GIVEN PASSAGE -

■ ■ ■ ■

While not all of the trades resulting from 2006 draftees were productive, many of the ’06 class served as foundational or supplemental parts of some of the recent MLB blockbusters. Along with Greinke, the 2006 draft class was involved in trades for Jake Arrieta (Steve Clevenger), Manny Ramirez (Bryan Morris), Wandy Rodriguez (Rudy Owens), and a substantial percentage of the contending Phillies rotation (Cliff Lee, Roy Halladay, and Joe Blanton, thanks in part to Jason Donald, Kyle Drabek, and Adrian Cardenas). Other trades involving the 2006 draft class netted Felipe Lopez to the Brewers, Dee Gordon to the Marlins, Johan Santana to the Mets, Josh Hamilton and Geovany Soto to the Rangers, and Damaso Marte and Xavier Nady to the Yankees (among others still). Teams should not shy away from using drafted talent to acquire valuable big leaguers or supplant contending aspirations.

Incidentally, the players lost by their parent organizations serve some crucial lessons about marginal roster value, as well. While many of these players may be regarded as “replacements” at best, there are several players that produced depth value after their parent club exposed them to waivers, released them, or allowed them to walk via Minor League free agency:

Other Transactions (’06 draft team) Method 10.1 bWAR (Years)
STL Adam Ottavino ’12 waivers 4.7 (’10; ’12-’15)
COL Will Harris ’13 waivers 3.7 (’12-’16)
DET Casey Fien ’10 waivers 2.2 (’09-’10; ’12-present)
STL Shane Robinson ’12 released 1.1 (’09-present)
KCR Everett Teaford ’14 released 1.0 (’11-’13; ’15)
KCR Blake Wood ’12 waivers 0.8 (’10-’11; ’13-’14; ’16)

■ ■ ■ ■

OBJECTIVES -
**a.** In the passage on the 2006 draft class, which 2006 draftee figured in the trade for Jake Arrieta?
**b.** Write out the passage on the 2006 draft class word for word, everything from "DET Casey Fien" down to "(’10-’11; ’13-’14; ’16)".

EXCERPTED DATA -

■ ■ ■ ■

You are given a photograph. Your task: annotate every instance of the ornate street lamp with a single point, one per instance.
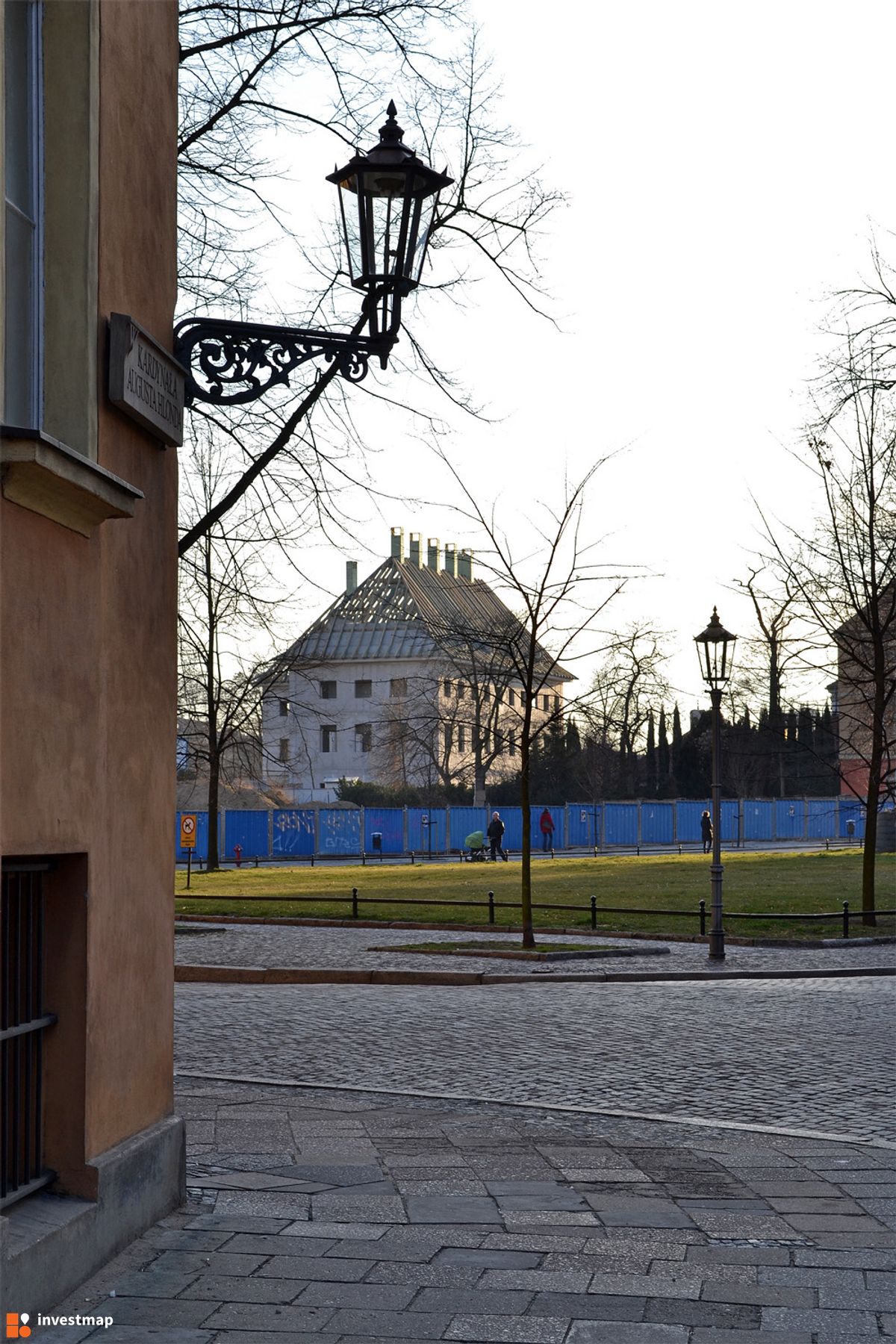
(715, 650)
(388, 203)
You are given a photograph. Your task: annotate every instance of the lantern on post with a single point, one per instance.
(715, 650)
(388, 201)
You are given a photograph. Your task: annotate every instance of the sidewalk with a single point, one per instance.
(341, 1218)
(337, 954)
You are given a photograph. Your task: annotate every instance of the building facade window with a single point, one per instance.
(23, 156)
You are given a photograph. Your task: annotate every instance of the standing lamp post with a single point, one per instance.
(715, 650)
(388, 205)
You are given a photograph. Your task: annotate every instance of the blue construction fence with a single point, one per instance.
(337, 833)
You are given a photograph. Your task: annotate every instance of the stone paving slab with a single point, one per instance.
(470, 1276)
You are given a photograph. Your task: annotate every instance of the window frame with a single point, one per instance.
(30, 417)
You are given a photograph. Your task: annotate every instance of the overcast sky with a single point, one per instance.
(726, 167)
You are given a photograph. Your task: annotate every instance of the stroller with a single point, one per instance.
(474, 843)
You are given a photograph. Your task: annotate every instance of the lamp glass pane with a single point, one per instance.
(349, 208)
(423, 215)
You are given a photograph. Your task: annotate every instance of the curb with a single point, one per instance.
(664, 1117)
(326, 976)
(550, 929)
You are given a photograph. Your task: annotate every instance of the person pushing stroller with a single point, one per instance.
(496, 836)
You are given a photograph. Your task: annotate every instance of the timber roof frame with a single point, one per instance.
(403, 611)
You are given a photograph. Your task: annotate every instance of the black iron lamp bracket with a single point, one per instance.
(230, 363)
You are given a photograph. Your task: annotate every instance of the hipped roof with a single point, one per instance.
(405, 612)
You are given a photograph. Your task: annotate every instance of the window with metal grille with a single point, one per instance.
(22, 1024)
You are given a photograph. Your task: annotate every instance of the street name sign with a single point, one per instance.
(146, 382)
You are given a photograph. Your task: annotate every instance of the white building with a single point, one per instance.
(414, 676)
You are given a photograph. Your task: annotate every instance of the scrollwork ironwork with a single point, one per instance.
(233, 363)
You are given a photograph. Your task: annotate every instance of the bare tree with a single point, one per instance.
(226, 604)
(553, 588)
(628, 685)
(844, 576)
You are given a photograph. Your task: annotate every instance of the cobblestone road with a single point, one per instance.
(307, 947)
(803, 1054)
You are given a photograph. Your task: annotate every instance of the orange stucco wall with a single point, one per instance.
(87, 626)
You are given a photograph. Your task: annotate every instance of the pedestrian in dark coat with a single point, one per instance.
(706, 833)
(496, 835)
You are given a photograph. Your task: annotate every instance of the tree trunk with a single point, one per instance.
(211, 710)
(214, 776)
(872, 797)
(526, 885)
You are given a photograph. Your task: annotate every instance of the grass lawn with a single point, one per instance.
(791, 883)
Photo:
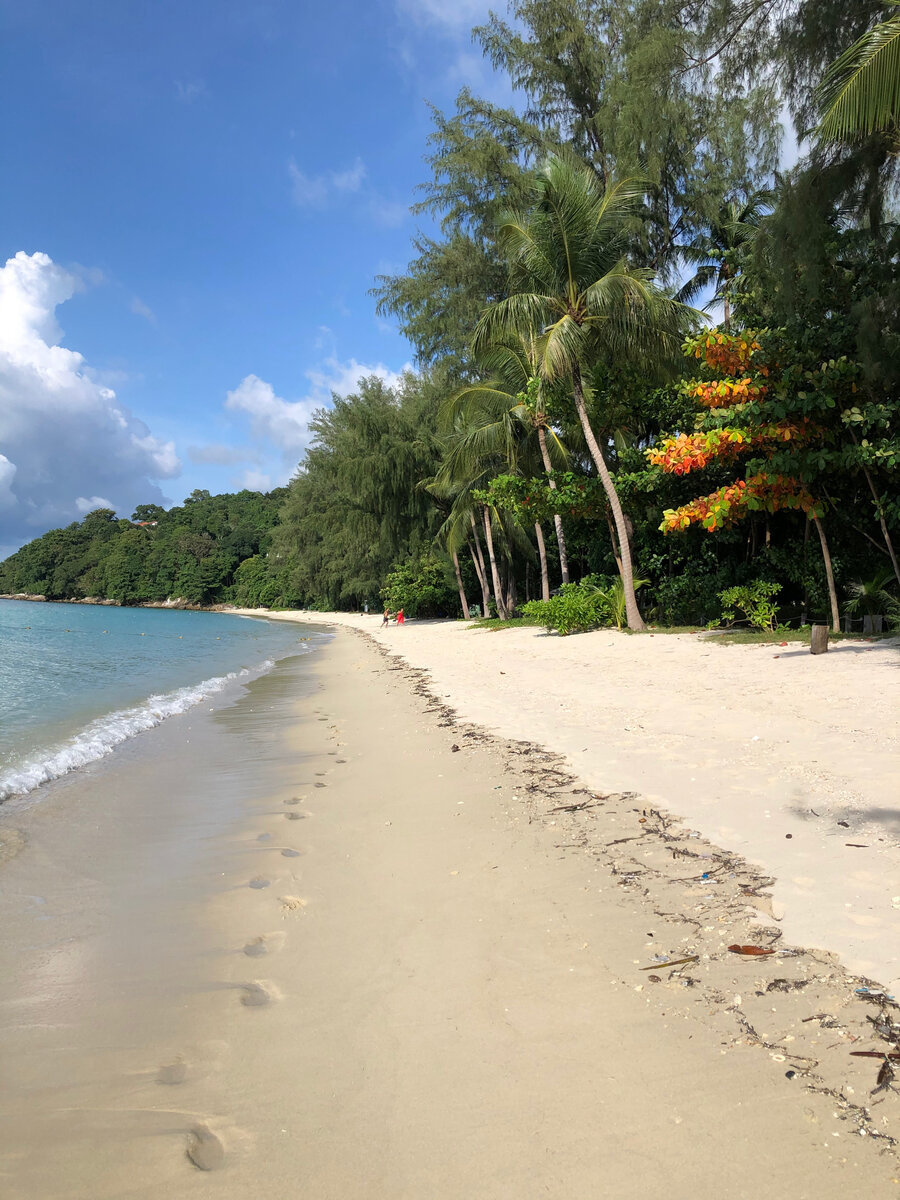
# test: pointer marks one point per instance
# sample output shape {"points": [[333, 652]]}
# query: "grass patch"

■ ■ ■ ■

SOLUTIONS FOR EACH TASK -
**a.** Steve Clevenger.

**b.**
DET Casey Fien ’10 waivers 2.2 (’09-’10; ’12-present)
STL Shane Robinson ’12 released 1.1 (’09-present)
KCR Everett Teaford ’14 released 1.0 (’11-’13; ’15)
KCR Blake Wood ’12 waivers 0.8 (’10-’11; ’13-’14; ’16)